GIVEN RECORDS:
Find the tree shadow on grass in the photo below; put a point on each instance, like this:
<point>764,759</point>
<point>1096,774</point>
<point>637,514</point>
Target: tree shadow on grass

WHAT IS EXPECTED: Check each line of the records for the string "shadow" and copy those that have it.

ANSWER FOR THE TASK:
Find the tree shadow on grass in the photo below; put a point on each instance, like this:
Target: tree shadow on grass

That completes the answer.